● **Textausschnitt**
====
Dass das Schröpfen mit Hörnern in so vielen Regionen der Welt bekannt war, belegt eindrucksvoll, wie sehr die Menschen schon damals die Kraft des Körpers verstanden und einfache, natürliche Werkzeuge nutzten, um Heilung zu fördern.
Verschiedene Techniken zur Erzeugung des Vakuums
Damit Schröpfgläser ihre Wirkung entfalten können, müssen sie fest auf der Haut haften. Dies gelingt durch ein Vakuum, das auf unterschiedliche Arten erzeugt werden kann.
1. Klassische Feuertechnik
Die wohl älteste Methode ist das Erhitzen des Glases mit einer Flamme. Dazu wird die Luft im Schröpfglas kurz erwärmt, anschließend setzt der Therapeut das Glas rasch auf die Haut. Beim Abkühlen zieht sich die Luft zusammen – es entsteht der gewünschte Unterdruck, der das Glas fest ansaugt.
====
(Einträge aus einem Datensatz)
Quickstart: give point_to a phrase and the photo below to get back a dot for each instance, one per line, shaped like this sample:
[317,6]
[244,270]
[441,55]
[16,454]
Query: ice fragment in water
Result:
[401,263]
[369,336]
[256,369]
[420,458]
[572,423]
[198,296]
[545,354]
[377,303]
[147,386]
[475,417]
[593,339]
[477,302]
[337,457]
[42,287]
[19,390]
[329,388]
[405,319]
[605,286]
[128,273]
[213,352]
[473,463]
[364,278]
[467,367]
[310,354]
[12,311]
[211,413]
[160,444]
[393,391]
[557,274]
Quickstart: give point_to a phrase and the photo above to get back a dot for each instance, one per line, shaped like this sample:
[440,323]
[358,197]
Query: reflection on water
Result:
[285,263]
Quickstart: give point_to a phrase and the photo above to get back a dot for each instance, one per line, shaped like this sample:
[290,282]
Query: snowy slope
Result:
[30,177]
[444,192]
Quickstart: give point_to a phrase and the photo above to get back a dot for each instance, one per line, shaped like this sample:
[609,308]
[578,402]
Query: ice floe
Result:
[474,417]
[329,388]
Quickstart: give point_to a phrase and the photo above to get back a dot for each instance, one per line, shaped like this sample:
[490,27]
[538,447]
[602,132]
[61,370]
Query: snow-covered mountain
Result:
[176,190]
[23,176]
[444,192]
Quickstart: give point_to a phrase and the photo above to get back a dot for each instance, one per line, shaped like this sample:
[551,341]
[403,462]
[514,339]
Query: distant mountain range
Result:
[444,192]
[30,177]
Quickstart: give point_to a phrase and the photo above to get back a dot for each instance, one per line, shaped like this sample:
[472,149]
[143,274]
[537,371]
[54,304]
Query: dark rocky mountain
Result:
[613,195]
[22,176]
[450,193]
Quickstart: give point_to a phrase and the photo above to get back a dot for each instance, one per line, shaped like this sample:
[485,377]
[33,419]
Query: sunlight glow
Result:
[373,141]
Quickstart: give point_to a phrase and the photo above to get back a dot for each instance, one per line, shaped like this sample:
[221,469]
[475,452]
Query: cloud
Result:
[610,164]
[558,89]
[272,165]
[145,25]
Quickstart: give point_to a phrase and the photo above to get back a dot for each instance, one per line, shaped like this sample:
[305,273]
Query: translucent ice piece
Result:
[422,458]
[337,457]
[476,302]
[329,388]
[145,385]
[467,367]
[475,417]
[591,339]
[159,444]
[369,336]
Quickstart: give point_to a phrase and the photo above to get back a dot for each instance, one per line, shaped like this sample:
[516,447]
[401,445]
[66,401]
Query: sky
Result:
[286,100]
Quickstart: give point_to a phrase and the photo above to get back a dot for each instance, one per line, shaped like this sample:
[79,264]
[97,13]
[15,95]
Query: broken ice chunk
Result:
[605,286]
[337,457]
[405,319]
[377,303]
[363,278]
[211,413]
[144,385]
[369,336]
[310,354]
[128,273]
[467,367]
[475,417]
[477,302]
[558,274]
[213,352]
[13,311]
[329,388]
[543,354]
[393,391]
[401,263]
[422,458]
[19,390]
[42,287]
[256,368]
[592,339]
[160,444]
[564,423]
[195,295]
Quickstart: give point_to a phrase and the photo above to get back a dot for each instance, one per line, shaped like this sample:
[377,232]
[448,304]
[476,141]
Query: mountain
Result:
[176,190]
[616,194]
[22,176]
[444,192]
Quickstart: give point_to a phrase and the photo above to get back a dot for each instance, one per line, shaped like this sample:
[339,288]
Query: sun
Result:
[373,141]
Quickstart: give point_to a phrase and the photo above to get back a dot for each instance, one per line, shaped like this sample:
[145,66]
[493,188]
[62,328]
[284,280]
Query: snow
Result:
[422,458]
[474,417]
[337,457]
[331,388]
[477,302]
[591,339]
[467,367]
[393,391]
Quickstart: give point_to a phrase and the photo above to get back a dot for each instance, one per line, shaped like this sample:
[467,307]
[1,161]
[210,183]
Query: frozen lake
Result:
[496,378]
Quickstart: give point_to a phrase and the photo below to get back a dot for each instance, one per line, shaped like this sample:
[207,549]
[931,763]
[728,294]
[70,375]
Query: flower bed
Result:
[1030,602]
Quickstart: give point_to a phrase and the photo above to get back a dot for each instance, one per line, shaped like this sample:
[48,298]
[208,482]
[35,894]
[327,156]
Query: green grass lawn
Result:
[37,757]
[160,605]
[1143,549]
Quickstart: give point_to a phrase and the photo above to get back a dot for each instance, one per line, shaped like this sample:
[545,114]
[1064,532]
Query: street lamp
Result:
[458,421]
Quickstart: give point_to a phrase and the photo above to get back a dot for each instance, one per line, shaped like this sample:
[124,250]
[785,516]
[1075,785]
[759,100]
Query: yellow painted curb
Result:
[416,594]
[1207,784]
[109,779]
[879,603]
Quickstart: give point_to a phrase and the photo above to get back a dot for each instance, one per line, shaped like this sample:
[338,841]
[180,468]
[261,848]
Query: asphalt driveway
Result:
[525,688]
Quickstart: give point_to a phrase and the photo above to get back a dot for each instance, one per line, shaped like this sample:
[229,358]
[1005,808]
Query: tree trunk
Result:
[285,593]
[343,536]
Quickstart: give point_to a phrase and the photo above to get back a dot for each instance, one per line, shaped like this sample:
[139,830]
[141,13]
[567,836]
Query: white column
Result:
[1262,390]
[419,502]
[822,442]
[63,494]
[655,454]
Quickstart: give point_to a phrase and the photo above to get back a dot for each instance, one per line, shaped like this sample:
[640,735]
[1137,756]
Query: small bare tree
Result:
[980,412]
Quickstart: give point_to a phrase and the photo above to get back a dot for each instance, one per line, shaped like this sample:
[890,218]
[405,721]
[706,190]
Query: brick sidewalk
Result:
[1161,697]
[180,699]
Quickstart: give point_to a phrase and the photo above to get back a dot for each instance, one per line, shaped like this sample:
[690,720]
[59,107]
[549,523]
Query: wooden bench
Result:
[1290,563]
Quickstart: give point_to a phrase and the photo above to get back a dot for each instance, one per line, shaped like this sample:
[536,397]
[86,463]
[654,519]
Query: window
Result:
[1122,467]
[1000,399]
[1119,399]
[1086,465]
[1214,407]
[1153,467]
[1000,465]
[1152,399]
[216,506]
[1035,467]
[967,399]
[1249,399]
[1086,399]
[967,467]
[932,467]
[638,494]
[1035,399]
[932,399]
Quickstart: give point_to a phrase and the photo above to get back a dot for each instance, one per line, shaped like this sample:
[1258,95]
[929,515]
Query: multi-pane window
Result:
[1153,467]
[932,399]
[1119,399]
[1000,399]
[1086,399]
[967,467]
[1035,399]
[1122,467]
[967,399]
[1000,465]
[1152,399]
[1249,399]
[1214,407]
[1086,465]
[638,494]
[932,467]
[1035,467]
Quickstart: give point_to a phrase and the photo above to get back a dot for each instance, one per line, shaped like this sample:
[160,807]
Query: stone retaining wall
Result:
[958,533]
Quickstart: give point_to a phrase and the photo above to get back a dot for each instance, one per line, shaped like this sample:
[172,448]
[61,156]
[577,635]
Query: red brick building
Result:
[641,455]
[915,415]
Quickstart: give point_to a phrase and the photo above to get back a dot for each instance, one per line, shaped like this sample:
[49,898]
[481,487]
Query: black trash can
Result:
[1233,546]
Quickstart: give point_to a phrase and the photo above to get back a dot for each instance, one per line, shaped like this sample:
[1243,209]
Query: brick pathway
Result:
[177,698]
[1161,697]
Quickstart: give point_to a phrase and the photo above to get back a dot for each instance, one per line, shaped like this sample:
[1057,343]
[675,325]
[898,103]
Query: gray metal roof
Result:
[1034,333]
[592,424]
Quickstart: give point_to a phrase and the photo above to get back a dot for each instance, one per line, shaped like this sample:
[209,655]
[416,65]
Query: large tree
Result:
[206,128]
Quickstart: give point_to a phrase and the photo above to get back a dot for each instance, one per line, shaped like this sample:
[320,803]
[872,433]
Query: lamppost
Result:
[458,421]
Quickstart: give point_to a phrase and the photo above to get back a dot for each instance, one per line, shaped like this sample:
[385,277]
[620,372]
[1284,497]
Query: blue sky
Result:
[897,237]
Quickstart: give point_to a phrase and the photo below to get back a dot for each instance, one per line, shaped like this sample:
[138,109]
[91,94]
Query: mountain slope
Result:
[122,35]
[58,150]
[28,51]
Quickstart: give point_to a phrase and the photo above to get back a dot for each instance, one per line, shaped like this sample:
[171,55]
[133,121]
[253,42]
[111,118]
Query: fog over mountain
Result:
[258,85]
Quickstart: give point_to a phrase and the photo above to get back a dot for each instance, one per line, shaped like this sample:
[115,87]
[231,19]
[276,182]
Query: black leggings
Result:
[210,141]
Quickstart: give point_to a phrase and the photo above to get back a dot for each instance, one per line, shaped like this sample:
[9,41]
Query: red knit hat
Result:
====
● **Arbeitsauftrag A**
Übersetze aus dem Text über das Schröpfen den Satz „Damit Schröpfgläser ihre Wirkung entfalten können, müssen sie fest auf der Haut haften.“ ins Englische.
● **Arbeitsauftrag B**
Schreibe den Text über das Schröpfen nach seinem letzten Satz weiter.

● **Ergebnis A**
For cupping glasses to take effect, they must adhere firmly to the skin.

● **Ergebnis B**
2. Wattestäbchen-Variante
Eine etwas handlichere Form der Feuertechnik ist das Anzünden eines Wattestäbchens. Dieses wird kurz ins Innere des Schröpfglases gehalten, um die Luft zu erhitzen, und sofort wieder entfernt. Auch hier entsteht durch die schnelle Abkühlung ein Unterdruck. Diese Variante erlaubt präzises Arbeiten und ist in vielen Praxen weit verbreitet.
3. Moderne Saugvorrichtungen
Immer häufiger finden sich Schröpfgläser, die mit einer kleinen Pumpe ausgestattet sind. Durch diese Saugvorrichtung lässt sich der Unterdruck genau dosieren und an die Bedürfnisse des Patienten anpassen. Diese Technik gilt als besonders sicher und wird gerne in der modernen Physiotherapie oder Naturheilpraxis eingesetzt.
4. Flexible Schröpfköpfe aus Silikon oder Kunststoff
Eine sanftere Variante sind Schröpfgläser aus weicherem Material, die durch Zusammendrücken ein Vakuum erzeugen. Sie eignen sich besonders gut für empfindlichere Hautpartien oder für die Schröpfmassage, da sie leicht über die Haut bewegt werden können.
Jede Technik hat ihre eigenen Stärken: Während die Feuertechniken traditionell und intensiv wirken, ermöglichen moderne Systeme eine sehr gleichmäßige und gut steuerbare Anwendung. So kann für jeden Patienten die passende Methode gewählt werden.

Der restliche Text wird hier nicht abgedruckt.